### Given instruction:
Set down the records below line for line, starting at their first line and ending at the line containing "x=155, y=57", with both of those lines included.

### Given data:
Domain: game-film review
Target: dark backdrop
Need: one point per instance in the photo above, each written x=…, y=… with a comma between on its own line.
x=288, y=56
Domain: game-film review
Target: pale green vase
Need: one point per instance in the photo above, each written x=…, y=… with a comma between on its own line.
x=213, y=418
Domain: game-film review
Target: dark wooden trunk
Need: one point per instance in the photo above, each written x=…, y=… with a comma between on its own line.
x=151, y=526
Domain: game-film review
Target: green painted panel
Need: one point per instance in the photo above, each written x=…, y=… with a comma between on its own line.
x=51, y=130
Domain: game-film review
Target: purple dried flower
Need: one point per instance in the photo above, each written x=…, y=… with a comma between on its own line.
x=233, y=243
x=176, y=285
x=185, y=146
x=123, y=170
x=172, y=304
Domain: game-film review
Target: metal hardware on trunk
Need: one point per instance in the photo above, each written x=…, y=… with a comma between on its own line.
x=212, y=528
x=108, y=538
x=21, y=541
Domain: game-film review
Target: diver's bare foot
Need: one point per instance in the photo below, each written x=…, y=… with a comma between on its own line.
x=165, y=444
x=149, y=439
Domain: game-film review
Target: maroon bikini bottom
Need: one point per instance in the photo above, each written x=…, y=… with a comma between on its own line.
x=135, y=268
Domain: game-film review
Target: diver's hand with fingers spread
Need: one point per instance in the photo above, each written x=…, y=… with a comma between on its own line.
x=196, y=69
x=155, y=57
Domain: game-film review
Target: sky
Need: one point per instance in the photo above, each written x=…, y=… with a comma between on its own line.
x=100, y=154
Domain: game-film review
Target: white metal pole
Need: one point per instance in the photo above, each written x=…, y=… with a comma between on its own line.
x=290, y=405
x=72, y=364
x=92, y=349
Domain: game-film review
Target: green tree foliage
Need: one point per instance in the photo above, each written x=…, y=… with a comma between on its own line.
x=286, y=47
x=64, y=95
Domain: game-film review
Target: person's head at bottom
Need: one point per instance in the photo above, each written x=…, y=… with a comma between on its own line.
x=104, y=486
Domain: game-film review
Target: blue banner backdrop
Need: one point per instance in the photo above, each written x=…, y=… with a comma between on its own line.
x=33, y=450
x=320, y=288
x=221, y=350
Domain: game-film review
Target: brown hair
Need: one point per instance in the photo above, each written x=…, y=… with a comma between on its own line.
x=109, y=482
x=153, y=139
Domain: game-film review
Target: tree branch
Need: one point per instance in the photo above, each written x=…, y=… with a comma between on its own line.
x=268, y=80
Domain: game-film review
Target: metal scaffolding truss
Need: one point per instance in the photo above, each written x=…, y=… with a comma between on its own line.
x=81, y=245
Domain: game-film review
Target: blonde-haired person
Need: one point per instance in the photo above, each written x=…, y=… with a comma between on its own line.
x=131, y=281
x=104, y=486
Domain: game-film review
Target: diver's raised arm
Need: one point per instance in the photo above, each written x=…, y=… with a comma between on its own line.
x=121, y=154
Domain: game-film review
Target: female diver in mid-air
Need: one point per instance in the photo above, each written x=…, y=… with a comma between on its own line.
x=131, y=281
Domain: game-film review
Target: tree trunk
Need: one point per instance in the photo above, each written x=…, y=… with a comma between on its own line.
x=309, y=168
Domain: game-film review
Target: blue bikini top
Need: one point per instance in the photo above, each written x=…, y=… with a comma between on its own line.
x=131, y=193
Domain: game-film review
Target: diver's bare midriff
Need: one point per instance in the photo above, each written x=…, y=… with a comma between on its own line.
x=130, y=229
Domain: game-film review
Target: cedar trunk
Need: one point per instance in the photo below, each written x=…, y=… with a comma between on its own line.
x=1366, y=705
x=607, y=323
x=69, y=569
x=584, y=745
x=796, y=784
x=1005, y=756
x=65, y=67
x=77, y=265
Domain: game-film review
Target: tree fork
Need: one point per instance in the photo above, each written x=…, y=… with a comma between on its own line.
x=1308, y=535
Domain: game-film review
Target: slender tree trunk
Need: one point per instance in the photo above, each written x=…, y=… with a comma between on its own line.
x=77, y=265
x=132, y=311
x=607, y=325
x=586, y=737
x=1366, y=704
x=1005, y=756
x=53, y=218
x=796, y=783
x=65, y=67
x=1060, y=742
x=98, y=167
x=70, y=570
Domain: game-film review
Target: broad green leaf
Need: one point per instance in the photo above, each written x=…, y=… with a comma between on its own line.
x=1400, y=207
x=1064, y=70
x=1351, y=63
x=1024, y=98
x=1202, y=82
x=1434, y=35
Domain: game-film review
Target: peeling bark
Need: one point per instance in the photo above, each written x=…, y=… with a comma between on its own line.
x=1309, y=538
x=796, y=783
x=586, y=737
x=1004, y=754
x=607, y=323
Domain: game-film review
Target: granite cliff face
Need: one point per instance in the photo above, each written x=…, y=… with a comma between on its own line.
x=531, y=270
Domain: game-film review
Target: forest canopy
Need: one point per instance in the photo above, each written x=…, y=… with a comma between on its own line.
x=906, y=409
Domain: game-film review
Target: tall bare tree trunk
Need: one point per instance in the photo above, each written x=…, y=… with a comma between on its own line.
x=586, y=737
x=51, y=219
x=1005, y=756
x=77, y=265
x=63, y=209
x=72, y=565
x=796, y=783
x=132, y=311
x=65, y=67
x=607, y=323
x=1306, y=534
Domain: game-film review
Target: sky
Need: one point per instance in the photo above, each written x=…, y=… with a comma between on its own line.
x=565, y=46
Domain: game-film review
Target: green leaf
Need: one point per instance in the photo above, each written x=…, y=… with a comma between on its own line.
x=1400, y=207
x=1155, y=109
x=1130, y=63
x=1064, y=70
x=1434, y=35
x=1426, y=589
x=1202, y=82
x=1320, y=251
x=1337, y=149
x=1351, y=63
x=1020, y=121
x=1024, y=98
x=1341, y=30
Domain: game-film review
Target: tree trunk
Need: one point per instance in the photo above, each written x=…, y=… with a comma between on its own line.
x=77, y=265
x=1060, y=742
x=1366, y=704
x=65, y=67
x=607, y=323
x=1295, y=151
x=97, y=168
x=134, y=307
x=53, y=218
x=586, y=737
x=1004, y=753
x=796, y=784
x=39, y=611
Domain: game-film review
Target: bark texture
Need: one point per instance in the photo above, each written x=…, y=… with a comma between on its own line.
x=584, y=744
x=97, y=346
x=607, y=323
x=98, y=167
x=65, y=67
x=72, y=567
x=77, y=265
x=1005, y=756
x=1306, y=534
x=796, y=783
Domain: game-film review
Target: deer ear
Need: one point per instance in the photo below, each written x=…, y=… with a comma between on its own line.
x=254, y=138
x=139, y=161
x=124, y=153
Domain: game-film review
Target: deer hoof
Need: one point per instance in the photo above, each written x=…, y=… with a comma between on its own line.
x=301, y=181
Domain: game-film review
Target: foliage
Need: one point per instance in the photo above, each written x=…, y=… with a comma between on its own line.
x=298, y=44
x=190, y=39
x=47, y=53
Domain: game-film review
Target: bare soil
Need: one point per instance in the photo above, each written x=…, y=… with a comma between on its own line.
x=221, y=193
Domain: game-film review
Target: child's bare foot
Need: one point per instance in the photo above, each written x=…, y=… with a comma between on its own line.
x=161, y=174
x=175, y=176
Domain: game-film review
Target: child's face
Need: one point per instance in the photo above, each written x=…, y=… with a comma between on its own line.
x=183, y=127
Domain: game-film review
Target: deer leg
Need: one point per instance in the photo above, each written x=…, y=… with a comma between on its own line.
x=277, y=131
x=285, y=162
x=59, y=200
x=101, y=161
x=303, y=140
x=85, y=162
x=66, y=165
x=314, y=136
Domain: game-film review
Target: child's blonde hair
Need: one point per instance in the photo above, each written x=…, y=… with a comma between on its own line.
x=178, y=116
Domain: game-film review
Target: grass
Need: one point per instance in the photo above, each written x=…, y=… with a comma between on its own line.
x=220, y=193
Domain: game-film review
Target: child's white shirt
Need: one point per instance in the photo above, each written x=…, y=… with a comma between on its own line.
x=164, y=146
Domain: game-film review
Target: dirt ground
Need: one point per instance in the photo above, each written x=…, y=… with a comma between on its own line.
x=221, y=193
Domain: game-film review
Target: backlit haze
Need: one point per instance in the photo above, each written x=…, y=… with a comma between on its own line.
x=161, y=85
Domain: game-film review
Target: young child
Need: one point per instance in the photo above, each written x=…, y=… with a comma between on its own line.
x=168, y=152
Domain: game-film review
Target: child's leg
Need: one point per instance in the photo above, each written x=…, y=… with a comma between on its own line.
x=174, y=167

### Solution for this problem:
Domain: game-film review
Target: dark backdrop
Need: one point per instance in the photo above, each written x=…, y=… with a comma between on its own line.
x=288, y=56
Domain: game-film review
Target: pale green vase
Need: one point per instance in the photo above, each written x=…, y=… with a comma between on its own line.
x=213, y=418
Domain: game-film review
Target: dark wooden trunk
Need: one point per instance in the photo above, each written x=…, y=… with a comma between on its own line.
x=151, y=526
Domain: game-film review
Target: green painted panel
Need: one point per instance in the photo above, each written x=…, y=… with a comma between on its own line.
x=51, y=130
Domain: game-film review
Target: purple dried flower
Need: one point per instance in the photo above, each written x=…, y=… with a comma between on its own line.
x=233, y=243
x=176, y=285
x=185, y=146
x=123, y=170
x=172, y=304
Domain: game-film review
Target: metal hardware on trunk
Need: one point per instance in the photo above, each written x=…, y=… with a comma between on its own line.
x=212, y=528
x=108, y=538
x=21, y=541
Domain: game-film review
Target: diver's bare foot
Need: one point per instance in the photo below, each written x=…, y=… with a comma between on its own line.
x=165, y=444
x=149, y=439
Domain: game-film review
Target: maroon bikini bottom
Need: one point per instance in the photo above, each written x=…, y=… with a comma between on its own line.
x=135, y=268
Domain: game-film review
Target: diver's hand with fingers spread
Need: one point per instance in the photo above, each written x=…, y=… with a comma between on its own line.
x=196, y=69
x=155, y=57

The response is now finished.